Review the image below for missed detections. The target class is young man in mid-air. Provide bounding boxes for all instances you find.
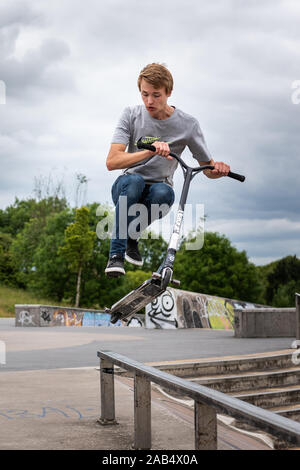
[105,64,230,277]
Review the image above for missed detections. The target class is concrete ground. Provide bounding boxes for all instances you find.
[0,319,292,450]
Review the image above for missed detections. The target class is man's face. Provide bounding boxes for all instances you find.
[141,79,171,119]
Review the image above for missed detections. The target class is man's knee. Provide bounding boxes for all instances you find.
[112,174,145,204]
[150,183,175,207]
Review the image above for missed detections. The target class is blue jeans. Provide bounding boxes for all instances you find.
[109,174,175,257]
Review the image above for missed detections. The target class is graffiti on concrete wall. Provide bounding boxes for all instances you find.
[18,310,37,326]
[146,288,262,329]
[146,289,178,329]
[16,305,127,327]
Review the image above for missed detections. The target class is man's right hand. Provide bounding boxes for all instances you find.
[151,142,173,160]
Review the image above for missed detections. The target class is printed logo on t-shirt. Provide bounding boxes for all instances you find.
[135,135,172,146]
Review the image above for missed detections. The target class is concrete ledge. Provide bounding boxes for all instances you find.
[234,308,296,338]
[15,304,121,327]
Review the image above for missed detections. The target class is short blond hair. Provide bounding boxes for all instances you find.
[138,63,173,94]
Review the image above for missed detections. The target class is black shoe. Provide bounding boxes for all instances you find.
[125,238,144,266]
[105,254,125,277]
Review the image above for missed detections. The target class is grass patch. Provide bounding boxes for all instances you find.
[0,285,71,317]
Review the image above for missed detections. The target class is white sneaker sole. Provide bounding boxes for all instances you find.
[125,253,144,266]
[104,268,125,275]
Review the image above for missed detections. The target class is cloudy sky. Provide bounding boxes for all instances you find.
[0,0,300,264]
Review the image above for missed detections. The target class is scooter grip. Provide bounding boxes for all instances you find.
[136,140,156,152]
[227,171,246,183]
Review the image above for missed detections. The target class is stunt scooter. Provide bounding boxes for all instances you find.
[105,138,245,324]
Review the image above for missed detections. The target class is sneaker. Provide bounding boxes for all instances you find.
[125,238,144,266]
[105,254,125,277]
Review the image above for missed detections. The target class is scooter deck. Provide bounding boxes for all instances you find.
[105,278,166,323]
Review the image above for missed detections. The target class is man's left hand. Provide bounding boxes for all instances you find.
[210,162,230,178]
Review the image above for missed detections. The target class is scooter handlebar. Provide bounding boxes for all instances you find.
[137,138,246,182]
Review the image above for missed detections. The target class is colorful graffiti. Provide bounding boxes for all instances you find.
[146,288,258,329]
[15,305,131,327]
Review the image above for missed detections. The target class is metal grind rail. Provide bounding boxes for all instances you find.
[97,351,300,450]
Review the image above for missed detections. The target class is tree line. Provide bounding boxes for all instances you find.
[0,195,300,309]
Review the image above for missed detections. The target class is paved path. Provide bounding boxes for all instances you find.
[0,319,292,455]
[0,319,292,371]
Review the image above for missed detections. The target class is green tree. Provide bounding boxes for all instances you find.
[174,232,262,302]
[58,207,96,307]
[0,232,16,286]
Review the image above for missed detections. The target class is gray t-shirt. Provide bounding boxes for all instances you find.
[112,105,212,186]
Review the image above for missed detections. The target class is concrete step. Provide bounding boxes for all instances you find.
[230,385,300,409]
[188,367,300,393]
[149,350,295,378]
[270,404,300,422]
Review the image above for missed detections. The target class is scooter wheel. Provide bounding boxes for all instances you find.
[160,268,172,289]
[110,313,121,324]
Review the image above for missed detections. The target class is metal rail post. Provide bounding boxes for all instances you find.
[296,294,300,348]
[194,400,218,450]
[98,358,118,425]
[134,374,151,450]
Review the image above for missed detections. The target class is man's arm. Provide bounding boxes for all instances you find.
[106,144,153,171]
[106,142,172,171]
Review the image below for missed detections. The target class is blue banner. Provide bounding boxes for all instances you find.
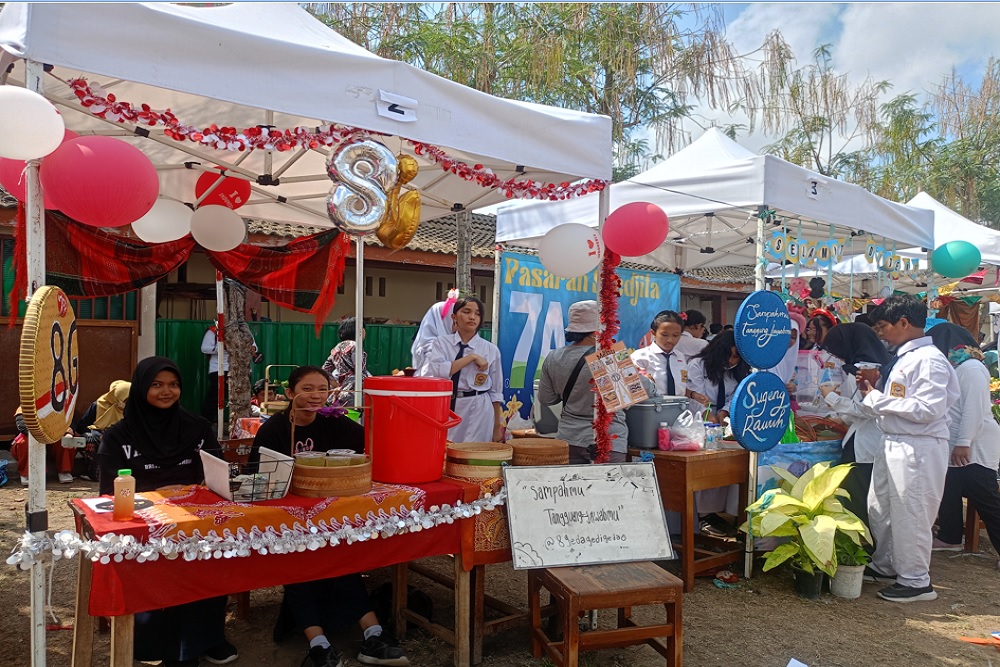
[496,253,681,426]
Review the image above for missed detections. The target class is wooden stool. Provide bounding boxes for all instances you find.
[528,562,684,667]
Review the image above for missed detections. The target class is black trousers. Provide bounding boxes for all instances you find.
[279,574,382,632]
[840,435,875,526]
[938,463,1000,549]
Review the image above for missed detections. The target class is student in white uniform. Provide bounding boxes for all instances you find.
[688,331,750,537]
[417,297,503,442]
[856,294,960,602]
[927,322,1000,551]
[819,323,889,525]
[677,310,708,359]
[632,310,708,403]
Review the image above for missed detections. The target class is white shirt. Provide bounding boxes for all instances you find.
[826,375,882,463]
[948,360,1000,470]
[688,357,739,412]
[632,343,688,396]
[864,336,961,441]
[674,331,708,359]
[417,333,503,404]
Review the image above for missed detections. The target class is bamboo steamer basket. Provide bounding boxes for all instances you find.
[288,460,372,498]
[444,442,514,479]
[510,438,569,466]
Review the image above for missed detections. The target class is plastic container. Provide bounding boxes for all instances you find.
[705,423,722,449]
[112,468,135,521]
[656,422,671,452]
[625,396,688,449]
[363,375,462,484]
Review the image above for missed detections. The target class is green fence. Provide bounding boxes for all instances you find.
[156,320,490,412]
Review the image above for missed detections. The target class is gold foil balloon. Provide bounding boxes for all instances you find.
[376,155,420,250]
[326,139,397,236]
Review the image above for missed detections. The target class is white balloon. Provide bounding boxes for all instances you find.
[191,204,247,252]
[132,197,192,243]
[0,86,66,160]
[538,222,604,278]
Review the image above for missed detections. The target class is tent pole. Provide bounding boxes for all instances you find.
[215,271,226,440]
[743,205,768,579]
[23,60,49,667]
[353,236,365,408]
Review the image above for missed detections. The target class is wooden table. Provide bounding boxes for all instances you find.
[69,480,479,667]
[628,448,750,593]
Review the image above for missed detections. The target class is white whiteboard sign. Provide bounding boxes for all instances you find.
[503,463,674,570]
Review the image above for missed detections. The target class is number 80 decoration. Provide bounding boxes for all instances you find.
[18,285,80,444]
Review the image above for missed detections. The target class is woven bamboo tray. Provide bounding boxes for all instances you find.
[510,438,569,466]
[289,461,372,498]
[444,442,514,479]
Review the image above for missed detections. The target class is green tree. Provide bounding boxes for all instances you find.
[307,3,789,179]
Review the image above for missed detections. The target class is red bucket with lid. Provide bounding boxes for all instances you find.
[363,376,462,484]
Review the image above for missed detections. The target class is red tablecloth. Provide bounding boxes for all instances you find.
[72,480,479,616]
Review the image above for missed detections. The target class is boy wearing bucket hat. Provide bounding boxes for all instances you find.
[538,301,628,463]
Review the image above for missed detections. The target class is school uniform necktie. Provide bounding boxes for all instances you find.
[451,342,472,411]
[663,352,677,396]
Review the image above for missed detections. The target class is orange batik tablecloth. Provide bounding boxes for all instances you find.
[72,479,480,616]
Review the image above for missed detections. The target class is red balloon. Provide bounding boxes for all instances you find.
[42,136,160,227]
[603,201,670,257]
[194,167,250,210]
[0,130,80,209]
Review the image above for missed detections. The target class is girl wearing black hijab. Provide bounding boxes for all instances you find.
[927,322,1000,551]
[820,323,889,525]
[97,357,239,667]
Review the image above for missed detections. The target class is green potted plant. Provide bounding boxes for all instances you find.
[830,530,872,600]
[740,462,869,600]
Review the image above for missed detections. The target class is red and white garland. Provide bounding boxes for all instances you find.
[66,78,608,201]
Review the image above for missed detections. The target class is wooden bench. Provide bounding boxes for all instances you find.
[528,562,684,667]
-=-=-
• Stated task: Present every row above as a numbered list, skipping any blank lines. Leave the pictures out.

• Task response:
1. Review the image below for missed detections. The target class is young man in mid-air. Provide bounding boxes for all instances you find.
2. [105,64,230,277]
3. Review the image above for missed detections. The target class is concrete ground. Provide bounding boxes for all instances you find.
4. [0,319,292,450]
5. Review the image above for missed detections. The target class is man's face. Provide bounding boxes for all instances you find.
6. [141,79,171,119]
7. Review the image above for missed detections. The target class is man's knee. Provide bounding boxes for all instances you find.
8. [112,174,145,204]
9. [150,183,175,207]
10. Review the image above for missed detections. The target class is blue jeans. Provide bounding boxes for all instances you find.
11. [109,174,175,257]
12. Review the image above for missed detections. The target class is graffiti on concrete wall. Provide bounding boxes for all instances you find.
13. [18,310,37,326]
14. [146,288,262,329]
15. [146,289,178,329]
16. [16,305,127,327]
17. Review the image above for missed detections. The target class is man's right hand. Provide bounding boxes for all instances you find.
18. [151,142,173,160]
19. Review the image above for missed detections. The target class is printed logo on t-shirt. Provide bounding boxes for all instances you find.
20. [135,135,172,146]
21. Review the image above for missed detections. The target class is concrete ledge. Provide bounding boxes for all instances you find.
22. [234,308,296,338]
23. [15,304,121,327]
24. Review the image above for missed detections. The target class is short blond hair. Provide bounding boxes for all instances you find.
25. [138,63,173,94]
26. Review the image above for missed detections. The target class is black shoe. Provide bounding boxes for all instances you find.
27. [125,238,144,266]
28. [105,254,125,277]
29. Review the image above for missed detections. The target class is grass patch. Provide bounding boxes for all instances you find.
30. [0,285,71,317]
31. Review the image above for missed detections. The target class is white sneaker sole. Provide bounding boxes for all instances you find.
32. [125,253,144,266]
33. [104,268,125,275]
34. Review the image above for missed detections. The target class is cloudy sky. Provide bounding boxes for all instances you find.
35. [0,0,300,264]
36. Review the image above for missed detections. The target class is scooter grip. Provide bounding boxes for all instances you find.
37. [136,140,156,152]
38. [227,171,246,183]
39. Review the image above for missed detections. The target class is stunt scooter. Provide bounding boxes for all instances you find.
40. [105,138,245,324]
41. Review the image above for missed detections. The target class is sneaker. Provide bounding boxes for all instances you find.
42. [125,238,144,266]
43. [105,254,125,277]
44. Review the image above for missed detections. The target class is scooter deck. Provide bounding boxes for all instances you find.
45. [105,278,166,323]
46. Review the image above for missed detections. The target class is man's left hand. Provide bounding boxes for all instances you find.
47. [210,162,230,178]
48. Review the image above for missed detections. The target class is scooter handlebar. Provide bounding boxes for all instances you find.
49. [137,138,246,182]
50. Review the image above for missed detections. The target class is colorful graffiti. Provide bounding boxes for all instances you find.
51. [146,288,258,329]
52. [15,305,131,327]
53. Review the image above for missed detections. The target class is metal grind rail. Provide bounding boxes for all instances you find.
54. [97,351,300,450]
55. Review the image above for missed detections. The target class is tree line. Provide bounding boxes for all instances you find.
56. [0,195,300,309]
57. Review the image above for missed detections. The target class is paved path. Provide bounding boxes for all instances you find.
58. [0,319,292,455]
59. [0,319,292,371]
60. Review the image above for missed detections. The target class is green tree. Provide bounding boxes for all instances you find.
61. [174,232,262,302]
62. [58,207,96,307]
63. [0,232,16,286]
64. Review the image above for missed detections. The target class is gray t-shirt. Provide bounding boxes for all instances you find.
65. [112,105,212,186]
66. Review the image above for missed detections. The target class is concrete step. Provide bounding boxes for all instances you find.
67. [230,385,300,409]
68. [188,367,300,393]
69. [149,350,295,378]
70. [270,404,300,422]
71. Review the image above for missed detections. The target class is scooter wheel. Provide bounding boxes for all instances you find.
72. [160,268,172,289]
73. [110,313,121,324]
74. Review the image above for missed detections. The target class is metal rail post. Provide bounding boxes for all instances you find.
75. [296,294,300,348]
76. [194,400,218,450]
77. [98,358,118,425]
78. [134,374,151,450]
79. Review the image above for missed detections. The target class is man's arm. Provide bounding boxes for all instances you find.
80. [106,144,153,171]
81. [106,142,172,171]
82. Review the image below for missed detections. The target class is blue banner. Provide bounding boxes for all instances you find.
83. [496,253,681,426]
84. Review the image above for missed detections. The target class is wooden stool. Provide bounding boxes for all instances you find.
85. [528,562,684,667]
86. Review the image above for missed detections. The target class is black trousers. Provide bounding boxes for all instances you find.
87. [279,574,382,632]
88. [840,435,875,526]
89. [938,463,1000,549]
90. Review the image above for missed detections. The target class is student in white uniform. Provide bounding boxes for all instances you find.
91. [688,331,750,537]
92. [417,297,503,442]
93. [856,294,960,602]
94. [927,322,1000,551]
95. [819,323,889,525]
96. [677,310,708,359]
97. [632,310,708,403]
98. Review the image above for missed detections. The target class is white shirt. Provide bounding boxes for all instances you find.
99. [826,375,882,463]
100. [948,360,1000,470]
101. [688,357,739,412]
102. [632,343,688,396]
103. [864,336,961,441]
104. [674,331,708,359]
105. [417,333,503,404]
106. Review the image above for missed detections. The target class is bamboo steamer basket. Provide bounding boxes for all instances you find.
107. [288,460,372,498]
108. [444,442,514,479]
109. [510,438,569,466]
110. Review the image above for missed detections. The target class is plastic container. Provide bounding boxes for all instances you find.
111. [705,423,722,449]
112. [112,468,135,521]
113. [656,422,671,452]
114. [625,396,688,449]
115. [363,375,462,484]
116. Review the image above for missed detections. The target class is green fence. Provide bounding boxes for all instances you find.
117. [156,320,490,412]
118. Review the image above for missed detections. The target class is gold foil balloon. Provide bounding boxes for all instances you find.
119. [376,155,420,250]
120. [326,139,397,236]
121. Review the image above for missed detections. The target class is white balloon. Provide bounding boxes for all instances you find.
122. [191,204,247,252]
123. [132,197,192,243]
124. [0,86,66,160]
125. [538,222,604,278]
126. Review the image above for missed detections. The target class is tent pole. Provide bounding boxes for all instances you find.
127. [215,271,226,440]
128. [743,205,768,579]
129. [23,60,49,667]
130. [353,236,365,408]
131. Review the image above for missed detections. The target class is wooden table. Provide bounding boxes for all instances you find.
132. [69,480,479,667]
133. [628,448,750,593]
134. Review the image above for missed detections. The target class is white whiteboard sign. Provide bounding boxes for all instances you find.
135. [503,463,674,570]
136. Review the image above for missed detections. The target class is number 80 decoration. Provide bounding boxes for all instances you find.
137. [18,285,80,444]
138. Review the image above for missed detections. The target class is woven bamboo tray. Provide bounding boxes for all instances you find.
139. [510,438,569,466]
140. [289,461,372,498]
141. [444,442,514,479]
142. Review the image above for missed detections. The target class is green tree. Provide bounding boxes for all instances you find.
143. [307,3,789,179]
144. Review the image above for missed detections. The target class is red bucket with lid. Provide bounding boxes for all instances you find.
145. [363,376,462,484]
146. Review the image above for missed detections. The target class is red tablecloth. Provide bounding boxes for all instances you find.
147. [72,480,479,616]
148. Review the image above for missed detections. The target class is boy wearing bucket hat. Provide bounding boxes for all instances you find.
149. [538,301,628,463]
150. Review the image above for missed detections. The target class is school uniform necktie. Provide bounding boxes for all instances you find.
151. [451,342,472,411]
152. [663,352,677,396]
153. Review the image above for missed detections. The target class is orange batik tablecloth. Provide bounding boxes for all instances you find.
154. [72,479,480,616]
155. Review the image above for missed detections. The target class is red balloon. Provide bounding boxes for all instances you find.
156. [42,136,160,227]
157. [603,201,670,257]
158. [194,167,250,210]
159. [0,130,80,209]
160. Review the image above for missed detections. The target class is girl wearing black hijab. Provide bounding boxes for all instances you find.
161. [927,322,1000,551]
162. [820,323,889,525]
163. [97,357,239,667]
164. Review the image above for missed detections. The target class is green potted plant. Provide bounding boxes for all instances you find.
165. [830,530,872,600]
166. [740,462,869,600]
167. Review the image above for missed detections. The target class is red and white garland. Provide bounding boxes for all instances you find.
168. [66,78,608,201]
169. Review the image above for missed detections. The target class is wooden bench. Provide bounding boxes for all instances you find.
170. [528,562,684,667]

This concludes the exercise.